Required tasks:
**1.** Decide whether each statement below agrees with the Burns column that follows: (a) The Ball of Kirriemuir is judged unsuited to the occasion; (b) the KwaZulu-Natal Highland Games have been held at Michaelhouse before; (c) the games moved from Balgowan to Fort Nottingham. For each, answer yes or no and quote the deciding words.
**2.** Carry the Burns column below forward from the point where it stops.

───── Text passage ─────

Thursday, September 12, 2013

The Idler, Thursday, August 22, 2013

Lines from Rabbie Burns

'TWAS at the gatherin' o' the clans and all the Scots were there … Oops, pardon! I'm looking at the wrong piece of Burns. The Ball of Kirriemuir was indeed written by the immortal Rabbie, but its various characters - Mrs MacGinty, the village blacksmith, the village cripple and the four-and-twenty virgins doon fra' Inverness – are a little too vivid and unvarnished to suit the occasion. Let's look elsewhere.

There's threesome reels, there's foursome reels,
There's hornpipes and strathspeys, man,
But the ae best dance ere came to the land
Was-the deil's
awa wi' the Exciseman.

The "deil" (for the benefit of Sassenachs) is the devil. Yes, I think that piece of Burns fully captures the spirit of the KwaZulu-Natal Highland Games, which are to be held for the first time at Michaelhouse on Saturday, having moved to Balgowan from the less accessible and more weather-prone Fort Nottingham.

───── Raw records ─────

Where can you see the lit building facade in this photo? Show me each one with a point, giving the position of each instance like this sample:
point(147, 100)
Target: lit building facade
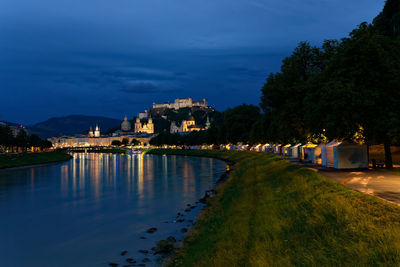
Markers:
point(182, 103)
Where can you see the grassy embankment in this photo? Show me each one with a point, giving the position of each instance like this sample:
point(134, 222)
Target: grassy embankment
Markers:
point(378, 153)
point(273, 213)
point(26, 159)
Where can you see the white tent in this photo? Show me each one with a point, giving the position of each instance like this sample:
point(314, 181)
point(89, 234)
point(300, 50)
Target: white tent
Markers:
point(316, 154)
point(308, 151)
point(286, 150)
point(278, 149)
point(294, 151)
point(330, 161)
point(350, 156)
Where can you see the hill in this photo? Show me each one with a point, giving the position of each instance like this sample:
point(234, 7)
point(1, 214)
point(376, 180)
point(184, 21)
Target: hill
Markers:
point(71, 125)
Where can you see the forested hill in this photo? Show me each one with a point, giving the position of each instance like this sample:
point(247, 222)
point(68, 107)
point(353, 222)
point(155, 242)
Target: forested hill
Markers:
point(70, 125)
point(388, 21)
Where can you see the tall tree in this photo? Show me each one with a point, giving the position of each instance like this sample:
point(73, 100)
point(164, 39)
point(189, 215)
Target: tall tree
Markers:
point(388, 21)
point(360, 89)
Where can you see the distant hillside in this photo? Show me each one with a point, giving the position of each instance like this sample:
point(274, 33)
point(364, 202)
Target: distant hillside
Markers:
point(71, 125)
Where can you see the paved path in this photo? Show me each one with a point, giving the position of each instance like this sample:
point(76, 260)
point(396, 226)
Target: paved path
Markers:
point(379, 183)
point(374, 182)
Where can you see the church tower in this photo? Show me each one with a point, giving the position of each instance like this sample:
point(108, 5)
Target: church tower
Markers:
point(97, 131)
point(138, 126)
point(91, 134)
point(150, 126)
point(208, 124)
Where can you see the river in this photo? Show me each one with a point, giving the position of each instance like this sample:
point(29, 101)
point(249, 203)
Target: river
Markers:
point(86, 211)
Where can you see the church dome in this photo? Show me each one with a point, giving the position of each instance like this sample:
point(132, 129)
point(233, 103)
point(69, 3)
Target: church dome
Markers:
point(126, 125)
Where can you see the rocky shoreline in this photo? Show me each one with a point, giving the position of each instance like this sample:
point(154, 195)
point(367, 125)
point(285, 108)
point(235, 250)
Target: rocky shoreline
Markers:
point(165, 248)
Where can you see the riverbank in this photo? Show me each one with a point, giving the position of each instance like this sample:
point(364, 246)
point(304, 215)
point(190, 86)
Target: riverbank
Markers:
point(271, 212)
point(28, 159)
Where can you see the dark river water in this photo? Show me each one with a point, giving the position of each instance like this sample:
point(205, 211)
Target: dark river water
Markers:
point(88, 210)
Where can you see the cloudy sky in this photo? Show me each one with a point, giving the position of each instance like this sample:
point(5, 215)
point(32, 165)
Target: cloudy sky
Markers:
point(111, 58)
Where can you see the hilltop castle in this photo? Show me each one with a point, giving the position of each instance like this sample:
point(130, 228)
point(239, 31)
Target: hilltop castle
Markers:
point(145, 127)
point(182, 103)
point(95, 133)
point(188, 125)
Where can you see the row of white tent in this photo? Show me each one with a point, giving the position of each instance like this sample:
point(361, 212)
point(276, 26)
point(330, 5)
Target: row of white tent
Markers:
point(336, 154)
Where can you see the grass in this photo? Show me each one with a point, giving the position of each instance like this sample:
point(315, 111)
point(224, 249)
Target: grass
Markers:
point(25, 159)
point(378, 153)
point(272, 213)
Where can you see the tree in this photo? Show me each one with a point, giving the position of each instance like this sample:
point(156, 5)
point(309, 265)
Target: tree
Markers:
point(388, 21)
point(125, 141)
point(284, 93)
point(360, 89)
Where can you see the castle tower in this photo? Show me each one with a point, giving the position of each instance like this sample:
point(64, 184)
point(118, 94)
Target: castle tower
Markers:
point(208, 124)
point(97, 131)
point(126, 125)
point(138, 126)
point(150, 126)
point(91, 134)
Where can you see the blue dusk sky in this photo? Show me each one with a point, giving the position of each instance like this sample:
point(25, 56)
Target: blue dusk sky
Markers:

─────

Results of the exercise:
**1.**
(a) Yes: "are a little too vivid and unvarnished to suit the occasion."
(b) No: "which are to be held for the first time at Michaelhouse on Saturday"
(c) No: "having moved to Balgowan from the less accessible and more weather-prone Fort Nottingham."

**2.**
Bonny lassies dancin', pipers pipin', laddies tossin' the caber, walkin' the weight, heavin' the barrel, runnin' the kilted mile – all the traditional stuff. Nine local regiments involved, three pipe bands, lots of whusky. You could be at Braemar.

And this year there are a few add-ons. It seems the craft stall component will be a lot bigger than before. Many of the Midlands Meander craft stalls that dot the landscape have gravitated to Michaelhouse for the day to put their wares on display.

And local historian and tour guide Ken Gillings will deliver a lecture in the Michaelhouse amphitheatre on "The Cradle Days of the KwaZulu-Natal Midlands". It's about the early settlers, he says, and if those early settlers were anything like their descendants still there in the Midlands today, it should be lively stuff.

Ken is a great raconteur and if he should choose to repeat some of the jokes I once heard him tell at a gunners' dinner, he'll have them rolling in the aisles. But perhaps, as with the Ball of Kirriemuir, it's not quite the occasion.

But it's certainly an occasion for fun and games.

The deil's awa, the deil's awa,
The deil's awa wi' the Exciseman,
He's danc'd awa, he's danc'd awa,
He's danc'd awa wi' the Exciseman.

See yer, Jimmy!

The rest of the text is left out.